The request: Count the lines in the records below that contain the string "half", and reply with the number alone.
# START OF Supplied entries
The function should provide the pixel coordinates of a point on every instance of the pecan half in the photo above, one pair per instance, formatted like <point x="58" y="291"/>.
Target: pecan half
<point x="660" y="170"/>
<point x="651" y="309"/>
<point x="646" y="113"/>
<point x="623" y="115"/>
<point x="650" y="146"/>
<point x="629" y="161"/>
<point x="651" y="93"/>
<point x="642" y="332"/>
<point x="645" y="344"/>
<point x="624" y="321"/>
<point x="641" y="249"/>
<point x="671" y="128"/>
# END OF Supplied entries
In response: 2